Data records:
+ + + +

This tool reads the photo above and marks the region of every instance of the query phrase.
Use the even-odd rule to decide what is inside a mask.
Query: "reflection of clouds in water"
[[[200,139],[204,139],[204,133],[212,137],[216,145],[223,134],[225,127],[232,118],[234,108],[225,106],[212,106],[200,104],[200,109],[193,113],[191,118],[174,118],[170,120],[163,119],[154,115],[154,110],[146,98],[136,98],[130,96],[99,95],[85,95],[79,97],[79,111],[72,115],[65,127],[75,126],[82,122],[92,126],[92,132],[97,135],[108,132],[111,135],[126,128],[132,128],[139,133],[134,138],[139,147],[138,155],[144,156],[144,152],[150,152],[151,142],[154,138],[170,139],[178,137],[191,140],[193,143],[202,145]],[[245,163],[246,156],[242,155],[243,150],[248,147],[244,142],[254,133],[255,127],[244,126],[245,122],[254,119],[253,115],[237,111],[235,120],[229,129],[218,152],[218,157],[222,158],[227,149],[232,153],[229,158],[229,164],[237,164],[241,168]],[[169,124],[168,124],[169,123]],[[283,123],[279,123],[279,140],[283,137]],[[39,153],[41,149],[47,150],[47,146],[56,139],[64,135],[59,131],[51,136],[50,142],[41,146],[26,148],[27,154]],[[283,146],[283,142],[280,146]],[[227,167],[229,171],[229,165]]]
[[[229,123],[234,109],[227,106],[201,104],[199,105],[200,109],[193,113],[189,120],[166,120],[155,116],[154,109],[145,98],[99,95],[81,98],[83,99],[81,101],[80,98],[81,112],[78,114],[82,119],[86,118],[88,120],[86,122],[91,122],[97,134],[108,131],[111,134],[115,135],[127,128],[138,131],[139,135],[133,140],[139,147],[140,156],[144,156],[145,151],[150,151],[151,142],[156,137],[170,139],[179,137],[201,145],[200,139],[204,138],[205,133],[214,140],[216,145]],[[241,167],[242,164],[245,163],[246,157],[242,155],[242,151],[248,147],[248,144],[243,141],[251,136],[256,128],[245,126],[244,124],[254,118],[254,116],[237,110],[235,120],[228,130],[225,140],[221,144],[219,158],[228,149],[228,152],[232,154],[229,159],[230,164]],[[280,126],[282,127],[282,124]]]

+ + + +

**Problem**
Please output every line of the items above as a JSON list of strings, one string per line, with blank lines left out.

**Result of the task**
[
  "This tool reads the photo above and marks the region of every instance of the query phrase.",
  "Use the even-odd rule to decide what is inside a mask.",
  "Query: \"reflection of clouds in water\"",
  "[[[200,139],[204,139],[204,133],[212,137],[216,145],[223,134],[225,127],[232,118],[234,108],[225,106],[212,106],[200,104],[200,109],[193,113],[191,118],[174,118],[170,120],[163,119],[154,115],[154,110],[146,98],[136,98],[130,96],[99,95],[85,95],[79,97],[79,111],[72,115],[65,127],[75,126],[82,122],[92,126],[92,132],[97,135],[108,132],[111,135],[126,128],[132,128],[139,133],[134,138],[139,147],[138,155],[144,156],[144,152],[150,152],[151,142],[154,138],[170,139],[178,137],[191,140],[193,143],[202,145]],[[245,163],[246,156],[242,155],[243,150],[248,147],[244,142],[254,133],[255,127],[244,126],[245,122],[254,119],[253,115],[237,111],[235,120],[229,129],[218,152],[218,157],[222,158],[227,149],[232,153],[229,158],[229,164],[237,164],[241,168]],[[169,124],[168,124],[169,123]],[[283,123],[279,123],[279,140],[283,137]],[[39,153],[41,149],[47,150],[47,146],[56,139],[64,135],[59,131],[51,136],[50,142],[41,146],[26,148],[27,154]],[[283,146],[283,142],[280,146]],[[227,167],[229,171],[229,165]]]",
  "[[[229,123],[234,109],[227,106],[201,104],[199,105],[200,109],[193,113],[189,120],[166,120],[155,116],[154,109],[145,98],[99,95],[81,98],[83,99],[81,101],[80,98],[81,112],[78,114],[82,119],[86,118],[88,120],[86,122],[91,122],[97,134],[108,131],[111,134],[115,135],[127,128],[138,131],[139,135],[133,140],[139,147],[140,156],[144,156],[145,151],[150,151],[151,142],[156,137],[170,139],[179,137],[201,145],[200,139],[204,138],[205,133],[214,140],[216,145]],[[241,167],[242,164],[245,163],[246,157],[242,155],[242,151],[248,147],[248,144],[243,141],[251,136],[256,128],[245,126],[244,124],[254,118],[254,116],[237,110],[235,120],[228,130],[225,140],[221,144],[219,158],[228,149],[228,152],[232,154],[229,159],[230,164]],[[280,126],[282,127],[282,124]]]"
]